What you need to do:
Can you copy the lines from the one that contains "Target: cactus cluster" through the end of the material below, exactly and with nothing else?

---------- Data for this exercise

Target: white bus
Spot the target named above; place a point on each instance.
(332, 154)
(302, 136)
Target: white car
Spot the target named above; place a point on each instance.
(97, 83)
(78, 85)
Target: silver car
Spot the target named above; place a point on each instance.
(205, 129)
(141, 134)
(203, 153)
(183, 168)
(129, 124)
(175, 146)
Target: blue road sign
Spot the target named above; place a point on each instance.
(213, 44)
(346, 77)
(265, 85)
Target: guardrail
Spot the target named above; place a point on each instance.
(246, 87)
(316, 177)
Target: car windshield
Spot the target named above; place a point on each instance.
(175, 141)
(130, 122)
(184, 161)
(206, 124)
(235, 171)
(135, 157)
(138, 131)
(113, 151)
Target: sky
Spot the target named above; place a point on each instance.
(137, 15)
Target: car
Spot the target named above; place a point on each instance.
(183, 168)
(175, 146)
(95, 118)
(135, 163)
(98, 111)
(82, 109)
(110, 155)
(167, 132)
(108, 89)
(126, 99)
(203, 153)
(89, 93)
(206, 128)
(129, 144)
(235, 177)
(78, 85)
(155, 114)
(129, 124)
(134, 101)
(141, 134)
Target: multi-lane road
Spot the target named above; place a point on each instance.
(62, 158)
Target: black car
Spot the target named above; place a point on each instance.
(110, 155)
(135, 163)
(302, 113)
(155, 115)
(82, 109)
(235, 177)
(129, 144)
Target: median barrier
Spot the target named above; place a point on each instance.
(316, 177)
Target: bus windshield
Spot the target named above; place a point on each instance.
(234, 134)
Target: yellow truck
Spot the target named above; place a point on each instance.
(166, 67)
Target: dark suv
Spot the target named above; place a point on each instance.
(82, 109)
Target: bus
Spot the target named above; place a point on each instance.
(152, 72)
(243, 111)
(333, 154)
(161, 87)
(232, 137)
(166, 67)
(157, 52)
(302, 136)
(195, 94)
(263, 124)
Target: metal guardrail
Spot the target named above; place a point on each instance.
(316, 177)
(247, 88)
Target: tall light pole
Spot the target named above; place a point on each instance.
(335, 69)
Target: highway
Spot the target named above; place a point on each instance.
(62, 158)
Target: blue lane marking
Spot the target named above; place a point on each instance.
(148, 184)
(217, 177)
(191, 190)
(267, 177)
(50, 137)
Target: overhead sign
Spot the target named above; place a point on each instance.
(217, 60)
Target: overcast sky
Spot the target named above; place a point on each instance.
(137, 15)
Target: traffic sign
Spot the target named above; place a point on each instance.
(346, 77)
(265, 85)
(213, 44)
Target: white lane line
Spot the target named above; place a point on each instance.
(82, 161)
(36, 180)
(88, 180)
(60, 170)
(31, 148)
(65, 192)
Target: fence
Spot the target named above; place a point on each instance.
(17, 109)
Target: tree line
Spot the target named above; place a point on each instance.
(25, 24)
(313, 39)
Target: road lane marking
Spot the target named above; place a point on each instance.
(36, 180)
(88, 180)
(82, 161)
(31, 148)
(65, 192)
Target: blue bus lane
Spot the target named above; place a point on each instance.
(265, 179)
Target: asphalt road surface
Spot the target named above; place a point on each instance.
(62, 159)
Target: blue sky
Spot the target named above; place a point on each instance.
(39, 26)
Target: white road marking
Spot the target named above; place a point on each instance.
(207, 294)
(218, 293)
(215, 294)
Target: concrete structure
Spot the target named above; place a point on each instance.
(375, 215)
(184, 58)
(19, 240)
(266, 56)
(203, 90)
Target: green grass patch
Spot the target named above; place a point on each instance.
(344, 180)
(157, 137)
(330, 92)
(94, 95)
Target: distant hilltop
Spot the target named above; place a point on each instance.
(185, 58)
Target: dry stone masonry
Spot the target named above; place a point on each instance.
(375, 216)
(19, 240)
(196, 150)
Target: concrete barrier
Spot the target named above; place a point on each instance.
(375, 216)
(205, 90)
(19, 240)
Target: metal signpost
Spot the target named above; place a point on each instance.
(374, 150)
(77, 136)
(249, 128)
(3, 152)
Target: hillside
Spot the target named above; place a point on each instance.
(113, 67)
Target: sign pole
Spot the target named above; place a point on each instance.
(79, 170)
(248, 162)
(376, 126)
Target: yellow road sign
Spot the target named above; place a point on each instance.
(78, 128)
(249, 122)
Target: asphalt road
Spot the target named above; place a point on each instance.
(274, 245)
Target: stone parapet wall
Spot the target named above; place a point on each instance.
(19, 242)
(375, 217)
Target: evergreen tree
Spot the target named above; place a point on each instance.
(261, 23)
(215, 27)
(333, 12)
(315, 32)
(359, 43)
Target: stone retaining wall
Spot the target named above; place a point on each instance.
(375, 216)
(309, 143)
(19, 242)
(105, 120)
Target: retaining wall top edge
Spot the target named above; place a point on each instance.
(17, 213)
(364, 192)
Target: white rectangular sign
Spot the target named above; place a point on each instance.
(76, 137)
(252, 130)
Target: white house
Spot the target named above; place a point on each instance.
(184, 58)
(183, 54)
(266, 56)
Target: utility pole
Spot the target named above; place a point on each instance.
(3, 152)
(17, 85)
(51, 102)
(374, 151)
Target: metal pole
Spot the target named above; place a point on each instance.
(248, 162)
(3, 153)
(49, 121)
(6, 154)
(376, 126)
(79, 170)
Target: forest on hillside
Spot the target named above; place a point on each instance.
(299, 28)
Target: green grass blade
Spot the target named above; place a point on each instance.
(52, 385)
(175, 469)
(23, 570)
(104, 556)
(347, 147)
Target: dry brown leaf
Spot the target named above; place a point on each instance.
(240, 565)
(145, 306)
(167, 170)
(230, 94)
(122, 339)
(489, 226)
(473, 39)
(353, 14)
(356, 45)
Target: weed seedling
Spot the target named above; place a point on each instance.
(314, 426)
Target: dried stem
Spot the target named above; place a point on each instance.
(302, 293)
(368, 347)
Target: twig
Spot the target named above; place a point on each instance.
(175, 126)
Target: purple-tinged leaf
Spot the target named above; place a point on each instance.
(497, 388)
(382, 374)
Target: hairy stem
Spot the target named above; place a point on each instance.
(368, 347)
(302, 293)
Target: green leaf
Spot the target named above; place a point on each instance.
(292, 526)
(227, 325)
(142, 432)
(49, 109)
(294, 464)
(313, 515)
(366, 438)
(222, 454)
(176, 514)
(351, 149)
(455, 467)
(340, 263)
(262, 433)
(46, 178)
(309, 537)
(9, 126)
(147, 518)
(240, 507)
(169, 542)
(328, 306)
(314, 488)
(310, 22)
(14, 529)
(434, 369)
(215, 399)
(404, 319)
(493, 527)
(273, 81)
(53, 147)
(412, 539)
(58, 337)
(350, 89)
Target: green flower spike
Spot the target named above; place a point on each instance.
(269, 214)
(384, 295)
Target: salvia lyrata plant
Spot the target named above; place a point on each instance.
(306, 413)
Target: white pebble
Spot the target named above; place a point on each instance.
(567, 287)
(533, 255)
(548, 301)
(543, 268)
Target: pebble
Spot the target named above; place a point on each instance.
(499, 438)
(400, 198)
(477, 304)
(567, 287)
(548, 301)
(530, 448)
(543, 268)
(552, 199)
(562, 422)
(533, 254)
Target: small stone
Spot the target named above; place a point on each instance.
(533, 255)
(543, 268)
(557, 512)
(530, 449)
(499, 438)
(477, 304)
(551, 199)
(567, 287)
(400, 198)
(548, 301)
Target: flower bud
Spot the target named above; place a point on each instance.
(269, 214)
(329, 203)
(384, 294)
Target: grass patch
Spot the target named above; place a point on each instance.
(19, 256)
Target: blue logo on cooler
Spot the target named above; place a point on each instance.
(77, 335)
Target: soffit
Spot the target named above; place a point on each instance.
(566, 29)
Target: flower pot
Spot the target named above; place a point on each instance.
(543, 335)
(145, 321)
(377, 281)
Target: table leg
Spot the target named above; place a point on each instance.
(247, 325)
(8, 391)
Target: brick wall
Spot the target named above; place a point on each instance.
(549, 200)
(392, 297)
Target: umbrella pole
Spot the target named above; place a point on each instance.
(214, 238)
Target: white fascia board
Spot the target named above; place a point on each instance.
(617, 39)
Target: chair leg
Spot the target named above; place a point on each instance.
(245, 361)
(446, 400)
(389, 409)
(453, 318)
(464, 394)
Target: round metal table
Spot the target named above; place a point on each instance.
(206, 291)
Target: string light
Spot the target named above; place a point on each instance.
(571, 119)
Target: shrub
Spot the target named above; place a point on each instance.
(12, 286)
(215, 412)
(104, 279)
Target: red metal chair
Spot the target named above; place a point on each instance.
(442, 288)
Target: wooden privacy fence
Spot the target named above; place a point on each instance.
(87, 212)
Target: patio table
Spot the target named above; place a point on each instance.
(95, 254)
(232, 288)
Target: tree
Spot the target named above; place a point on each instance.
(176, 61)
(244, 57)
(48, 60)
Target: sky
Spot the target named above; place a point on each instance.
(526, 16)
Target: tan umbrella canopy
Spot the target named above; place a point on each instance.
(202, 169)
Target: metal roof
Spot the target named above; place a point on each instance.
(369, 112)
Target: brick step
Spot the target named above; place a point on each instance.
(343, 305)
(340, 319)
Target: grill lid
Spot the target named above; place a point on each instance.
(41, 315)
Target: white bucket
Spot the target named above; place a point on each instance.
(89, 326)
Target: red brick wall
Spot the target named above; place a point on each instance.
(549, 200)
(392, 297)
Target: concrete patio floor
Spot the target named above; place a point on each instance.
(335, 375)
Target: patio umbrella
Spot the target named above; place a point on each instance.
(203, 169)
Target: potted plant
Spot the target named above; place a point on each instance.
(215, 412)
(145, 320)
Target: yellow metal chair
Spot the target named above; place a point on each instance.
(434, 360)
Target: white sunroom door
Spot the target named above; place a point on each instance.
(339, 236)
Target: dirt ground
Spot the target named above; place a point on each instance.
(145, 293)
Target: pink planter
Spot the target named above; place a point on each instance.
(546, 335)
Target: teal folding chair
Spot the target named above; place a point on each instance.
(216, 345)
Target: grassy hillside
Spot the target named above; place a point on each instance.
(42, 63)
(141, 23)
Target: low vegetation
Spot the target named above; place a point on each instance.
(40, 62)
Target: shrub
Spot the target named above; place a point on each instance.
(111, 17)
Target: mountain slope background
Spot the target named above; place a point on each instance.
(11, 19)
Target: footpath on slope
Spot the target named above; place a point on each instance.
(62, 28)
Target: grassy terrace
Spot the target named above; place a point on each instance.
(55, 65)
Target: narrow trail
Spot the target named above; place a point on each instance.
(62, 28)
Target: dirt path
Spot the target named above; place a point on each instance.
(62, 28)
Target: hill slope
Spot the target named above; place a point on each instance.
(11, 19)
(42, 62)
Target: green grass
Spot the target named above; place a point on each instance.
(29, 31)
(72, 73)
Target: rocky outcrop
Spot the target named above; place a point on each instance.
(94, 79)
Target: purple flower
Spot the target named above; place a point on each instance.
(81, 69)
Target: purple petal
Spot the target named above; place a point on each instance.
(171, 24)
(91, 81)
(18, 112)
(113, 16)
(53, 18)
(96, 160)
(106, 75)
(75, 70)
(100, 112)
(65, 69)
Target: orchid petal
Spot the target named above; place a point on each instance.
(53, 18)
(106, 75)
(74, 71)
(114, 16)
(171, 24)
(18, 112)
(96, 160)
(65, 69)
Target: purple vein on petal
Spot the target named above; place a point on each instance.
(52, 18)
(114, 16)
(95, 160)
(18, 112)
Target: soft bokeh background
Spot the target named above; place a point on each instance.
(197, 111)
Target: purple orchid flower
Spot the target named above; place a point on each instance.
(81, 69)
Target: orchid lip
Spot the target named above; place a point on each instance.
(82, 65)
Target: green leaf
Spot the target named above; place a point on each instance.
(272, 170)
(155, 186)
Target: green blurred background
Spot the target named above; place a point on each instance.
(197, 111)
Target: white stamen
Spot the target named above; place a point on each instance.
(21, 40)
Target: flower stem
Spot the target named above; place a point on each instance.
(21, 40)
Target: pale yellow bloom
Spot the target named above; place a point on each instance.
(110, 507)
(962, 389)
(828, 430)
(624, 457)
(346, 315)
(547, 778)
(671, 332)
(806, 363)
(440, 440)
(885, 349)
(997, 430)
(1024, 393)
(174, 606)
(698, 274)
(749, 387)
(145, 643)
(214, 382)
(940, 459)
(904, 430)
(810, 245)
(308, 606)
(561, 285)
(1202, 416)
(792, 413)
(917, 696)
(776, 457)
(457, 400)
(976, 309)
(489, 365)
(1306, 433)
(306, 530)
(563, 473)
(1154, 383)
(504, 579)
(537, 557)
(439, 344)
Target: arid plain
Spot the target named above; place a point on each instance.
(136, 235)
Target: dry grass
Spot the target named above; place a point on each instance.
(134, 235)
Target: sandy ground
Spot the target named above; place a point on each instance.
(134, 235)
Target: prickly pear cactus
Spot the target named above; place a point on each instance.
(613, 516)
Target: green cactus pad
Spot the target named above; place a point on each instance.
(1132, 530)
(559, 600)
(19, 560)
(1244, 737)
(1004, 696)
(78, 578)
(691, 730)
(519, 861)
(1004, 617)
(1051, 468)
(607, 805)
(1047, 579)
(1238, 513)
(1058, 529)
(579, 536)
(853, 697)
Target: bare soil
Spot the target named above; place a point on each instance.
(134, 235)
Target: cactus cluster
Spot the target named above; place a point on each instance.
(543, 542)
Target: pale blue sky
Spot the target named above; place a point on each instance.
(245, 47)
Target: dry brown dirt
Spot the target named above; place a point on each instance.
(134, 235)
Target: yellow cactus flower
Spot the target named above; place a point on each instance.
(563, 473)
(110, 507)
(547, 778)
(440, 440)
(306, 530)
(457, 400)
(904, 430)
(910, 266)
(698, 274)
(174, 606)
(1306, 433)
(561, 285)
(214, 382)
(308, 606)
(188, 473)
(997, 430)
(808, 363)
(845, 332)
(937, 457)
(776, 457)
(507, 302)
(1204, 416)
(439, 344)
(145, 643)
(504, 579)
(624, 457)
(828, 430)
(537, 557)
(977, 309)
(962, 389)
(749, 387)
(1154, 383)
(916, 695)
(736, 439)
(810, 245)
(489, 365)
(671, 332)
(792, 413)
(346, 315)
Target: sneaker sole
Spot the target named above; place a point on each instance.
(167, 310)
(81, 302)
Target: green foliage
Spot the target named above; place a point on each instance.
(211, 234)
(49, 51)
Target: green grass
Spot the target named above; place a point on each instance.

--------------------

Finished task:
Target: cactus cluster
Spot the target named above; place a point on each instance.
(543, 542)
Target: pale blue sky
Spot the target named above; place a point on each instance.
(245, 47)
Target: dry brown dirt
Spot the target named above; place a point on each instance.
(134, 235)
Target: yellow cactus flower
Spot the target named above; place a point on each instance.
(563, 473)
(110, 507)
(547, 778)
(440, 440)
(306, 530)
(457, 400)
(904, 430)
(910, 266)
(698, 274)
(174, 606)
(1306, 433)
(561, 285)
(214, 382)
(308, 606)
(188, 473)
(997, 430)
(808, 363)
(845, 332)
(937, 457)
(776, 457)
(507, 302)
(1204, 416)
(439, 344)
(145, 643)
(504, 579)
(624, 457)
(828, 430)
(537, 557)
(977, 309)
(962, 389)
(749, 387)
(1154, 383)
(916, 695)
(736, 439)
(810, 245)
(489, 365)
(671, 332)
(792, 413)
(346, 315)
Target: sneaker sole
Spot the target named above; place a point on each instance.
(167, 310)
(81, 302)
Target: green foliage
Spot the target named above; place a point on each instance.
(211, 234)
(49, 51)
Target: green grass
Spot the target named above; place a point on each instance.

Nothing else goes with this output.